(Coordinate annotation records)

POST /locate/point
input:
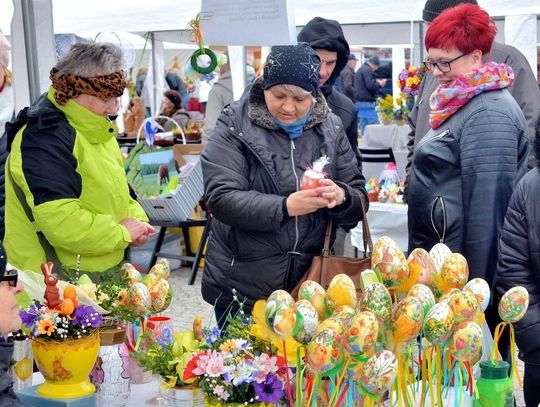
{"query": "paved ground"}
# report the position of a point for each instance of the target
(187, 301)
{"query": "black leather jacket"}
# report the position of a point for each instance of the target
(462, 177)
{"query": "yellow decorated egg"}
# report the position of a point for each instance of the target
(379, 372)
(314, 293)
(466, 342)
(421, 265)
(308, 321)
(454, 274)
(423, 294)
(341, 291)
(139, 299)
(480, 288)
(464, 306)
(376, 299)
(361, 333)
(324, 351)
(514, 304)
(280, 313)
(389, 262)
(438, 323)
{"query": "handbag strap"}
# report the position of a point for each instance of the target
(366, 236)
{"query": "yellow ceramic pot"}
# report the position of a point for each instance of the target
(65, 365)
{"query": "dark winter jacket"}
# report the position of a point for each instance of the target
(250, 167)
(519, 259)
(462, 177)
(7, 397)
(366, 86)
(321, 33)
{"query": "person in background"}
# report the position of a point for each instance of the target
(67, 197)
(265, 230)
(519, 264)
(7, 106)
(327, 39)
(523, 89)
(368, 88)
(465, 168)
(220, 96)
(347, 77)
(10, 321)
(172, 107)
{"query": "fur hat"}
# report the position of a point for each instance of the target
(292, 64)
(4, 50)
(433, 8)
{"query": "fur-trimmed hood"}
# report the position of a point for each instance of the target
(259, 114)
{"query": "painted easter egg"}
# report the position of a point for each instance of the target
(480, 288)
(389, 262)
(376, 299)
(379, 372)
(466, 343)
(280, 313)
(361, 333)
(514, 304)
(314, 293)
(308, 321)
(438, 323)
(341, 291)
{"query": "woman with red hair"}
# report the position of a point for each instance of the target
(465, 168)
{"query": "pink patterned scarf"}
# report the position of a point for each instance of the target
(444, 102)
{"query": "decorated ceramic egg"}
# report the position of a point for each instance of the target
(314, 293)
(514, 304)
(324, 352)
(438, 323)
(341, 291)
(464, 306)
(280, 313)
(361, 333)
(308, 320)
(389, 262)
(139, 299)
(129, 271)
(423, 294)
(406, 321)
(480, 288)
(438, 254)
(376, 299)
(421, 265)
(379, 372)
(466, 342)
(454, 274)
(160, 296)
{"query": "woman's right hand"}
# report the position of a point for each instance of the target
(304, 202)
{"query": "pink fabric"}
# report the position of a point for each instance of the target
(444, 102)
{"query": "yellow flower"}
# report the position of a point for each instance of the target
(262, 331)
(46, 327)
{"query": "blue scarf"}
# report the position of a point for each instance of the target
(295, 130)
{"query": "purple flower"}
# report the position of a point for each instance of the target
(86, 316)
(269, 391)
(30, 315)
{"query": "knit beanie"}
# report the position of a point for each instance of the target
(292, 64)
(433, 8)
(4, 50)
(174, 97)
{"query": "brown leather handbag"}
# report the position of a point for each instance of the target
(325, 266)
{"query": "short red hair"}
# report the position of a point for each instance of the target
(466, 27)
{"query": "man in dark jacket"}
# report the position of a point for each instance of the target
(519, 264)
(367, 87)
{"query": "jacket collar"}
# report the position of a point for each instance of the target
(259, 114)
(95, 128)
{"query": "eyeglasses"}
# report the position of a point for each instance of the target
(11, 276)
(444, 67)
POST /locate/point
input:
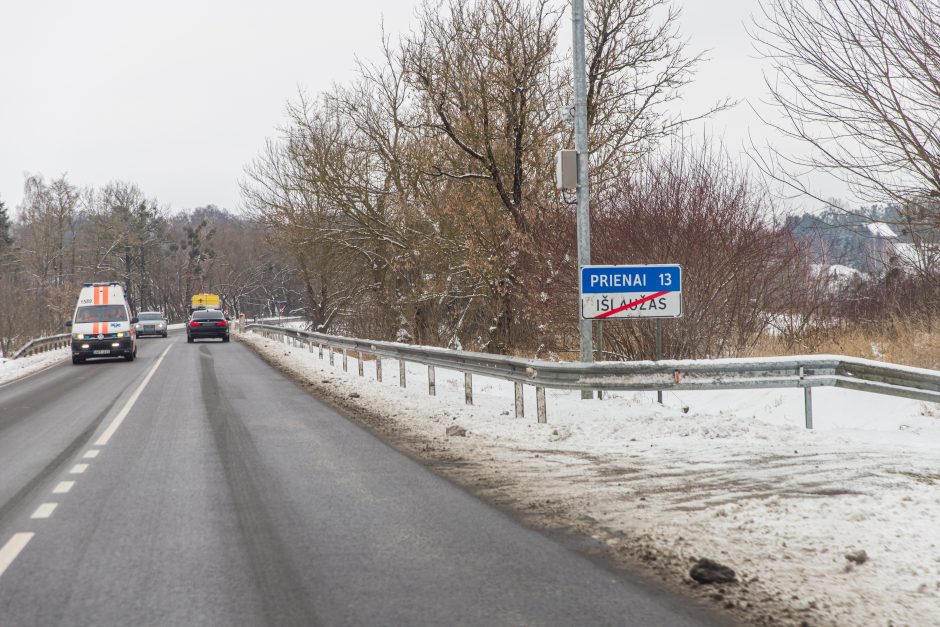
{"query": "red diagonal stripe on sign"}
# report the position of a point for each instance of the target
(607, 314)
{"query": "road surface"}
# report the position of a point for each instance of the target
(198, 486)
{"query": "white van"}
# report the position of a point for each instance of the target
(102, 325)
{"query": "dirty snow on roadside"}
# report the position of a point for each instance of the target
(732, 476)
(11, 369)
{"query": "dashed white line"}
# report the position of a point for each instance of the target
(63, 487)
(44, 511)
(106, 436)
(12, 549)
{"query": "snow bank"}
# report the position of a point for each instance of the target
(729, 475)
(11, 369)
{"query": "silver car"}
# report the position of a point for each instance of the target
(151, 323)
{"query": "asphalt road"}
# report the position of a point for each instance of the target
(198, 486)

TASK REQUIREMENTS –
Each entry above is to be written out again unchanged, apart from the pictures, which are left out.

SOLUTION TO THIS PROBLEM –
POST /locate/point
input:
{"query": "paved ground"}
# report the position of a point for each instance of the target
(187, 301)
{"query": "black leather jacket"}
# report the position of a point for each instance of the target
(462, 177)
{"query": "yellow decorated egg"}
# report the position of a point for each instance of the target
(379, 372)
(314, 293)
(466, 342)
(421, 265)
(308, 321)
(454, 274)
(423, 294)
(341, 291)
(139, 299)
(480, 288)
(464, 306)
(376, 299)
(361, 333)
(324, 351)
(514, 304)
(280, 313)
(389, 262)
(438, 323)
{"query": "handbag strap"}
# report the position of a point for each instance of the target
(366, 236)
{"query": "yellow ceramic pot"}
# report the position of a point for each instance of the target
(65, 365)
{"query": "dark winter jacket"}
# report the position of a point for each instance of the target
(250, 167)
(519, 259)
(462, 177)
(7, 397)
(366, 86)
(321, 33)
{"query": "person in background"}
# report the position of a point for each instance of the target
(67, 197)
(265, 230)
(519, 264)
(7, 106)
(327, 39)
(523, 89)
(368, 88)
(465, 168)
(220, 96)
(347, 77)
(10, 321)
(172, 107)
{"query": "fur hat"}
# report the position of a point for each instance of the target
(292, 64)
(4, 50)
(433, 8)
{"query": "fur-trimmed hood"}
# report the position of a point for each instance of the target
(259, 114)
{"query": "painted easter egg"}
# report the position of a point for each instance of the target
(480, 288)
(389, 262)
(376, 299)
(379, 372)
(466, 343)
(280, 313)
(361, 333)
(514, 304)
(314, 293)
(308, 321)
(438, 323)
(341, 291)
{"query": "woman with red hair"}
# report the position of a point for each instance of the target
(465, 168)
{"query": "pink patterned scarf"}
# report the position of a point for each instance of the target
(444, 102)
{"query": "decorated ceramic egg"}
# report the position of a point for each instance of the target
(314, 293)
(514, 304)
(324, 352)
(438, 323)
(341, 291)
(464, 306)
(280, 313)
(361, 333)
(308, 320)
(389, 262)
(139, 299)
(129, 271)
(423, 294)
(406, 321)
(480, 288)
(438, 254)
(376, 299)
(421, 265)
(379, 372)
(466, 342)
(454, 274)
(160, 296)
{"query": "woman's right hand"}
# report the position of a point for each instance of the target
(304, 202)
{"query": "pink fabric"}
# report the position of a point for each instance of the target
(444, 102)
{"query": "yellow flower"}
# report the position of a point for each instance of the target
(262, 331)
(46, 327)
{"query": "blue scarf"}
# report the position of a point for each instance of the target
(295, 130)
{"query": "purple flower"}
# report the position of a point for each instance of the target
(86, 316)
(269, 391)
(30, 315)
{"query": "knit beanie"}
# report the position of a point for each instance of the target
(292, 64)
(433, 8)
(4, 50)
(174, 97)
{"query": "brown leather handbag"}
# report the position of a point for each instance of the target
(325, 266)
{"query": "short red hair"}
# report the position of a point for each instance of the target
(466, 27)
{"query": "man in dark jacket"}
# report the position of a point for each instance of the target
(519, 264)
(367, 87)
{"query": "jacket collar"}
# report the position of a point for each instance of the target
(259, 114)
(95, 128)
{"query": "eyeglasses"}
# report the position of a point for each instance of the target
(11, 276)
(444, 67)
POST /locate/point
input:
{"query": "red diagonal stripe on sign"}
# report the position of a point for each instance of the target
(607, 314)
{"query": "road surface"}
# report the position of a point for each instance of the target
(198, 486)
{"query": "white van"}
# report the position of a point for each instance of the target
(102, 325)
{"query": "dirty snow on roadside"}
# report the position of a point for each instance of the target
(732, 476)
(11, 369)
{"query": "dashed white line"}
# report the position of a point for each instance of the target
(63, 487)
(44, 511)
(106, 436)
(12, 549)
{"query": "snow bank"}
# report the position of a point for each instance of the target
(729, 475)
(11, 369)
{"query": "silver car"}
# report the position of a point for each instance of the target
(151, 323)
{"query": "asphalt road"}
# report the position of a point for each instance of the target
(198, 486)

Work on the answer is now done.